#### Provided data:
* * *

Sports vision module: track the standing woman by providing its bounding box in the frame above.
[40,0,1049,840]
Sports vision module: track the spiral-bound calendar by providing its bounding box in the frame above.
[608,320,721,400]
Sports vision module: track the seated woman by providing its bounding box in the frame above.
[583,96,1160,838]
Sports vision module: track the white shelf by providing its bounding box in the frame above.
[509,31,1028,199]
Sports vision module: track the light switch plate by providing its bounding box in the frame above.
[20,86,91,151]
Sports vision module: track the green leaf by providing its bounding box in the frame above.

* * *

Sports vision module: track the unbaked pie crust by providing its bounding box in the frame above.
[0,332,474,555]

* * *

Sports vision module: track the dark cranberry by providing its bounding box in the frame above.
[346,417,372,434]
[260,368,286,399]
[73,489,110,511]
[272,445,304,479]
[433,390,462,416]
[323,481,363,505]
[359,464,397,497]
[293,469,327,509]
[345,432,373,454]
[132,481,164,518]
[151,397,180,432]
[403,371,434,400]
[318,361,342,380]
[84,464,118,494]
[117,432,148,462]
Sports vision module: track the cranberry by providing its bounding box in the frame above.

* * *

#### Problem statement:
Give the data above as a numbered list, covering everything from the line containing "Sports vision module: track the standing" down to the line containing "Sports vision module: track the green", both included, and leave out any blank lines.

#### Result of the exercise:
1. Sports vision module: track the standing woman by providing its bounding box in the frame above.
2. [40,0,1049,840]
3. Sports vision module: track the spiral-bound calendar by providing its bounding box in the frame above.
4. [608,320,721,400]
5. Sports vision module: track the seated woman by providing its bounding box in the frame above.
6. [583,96,1160,838]
7. Sports vision module: track the white shelf by providing its bounding box in the frame above.
8. [509,31,1028,199]
9. Sports vision module: track the light switch plate by providing its bounding box in the frame above.
10. [20,86,91,151]
11. Sports vision module: track the green leaf by providing its bounding box in the frame above.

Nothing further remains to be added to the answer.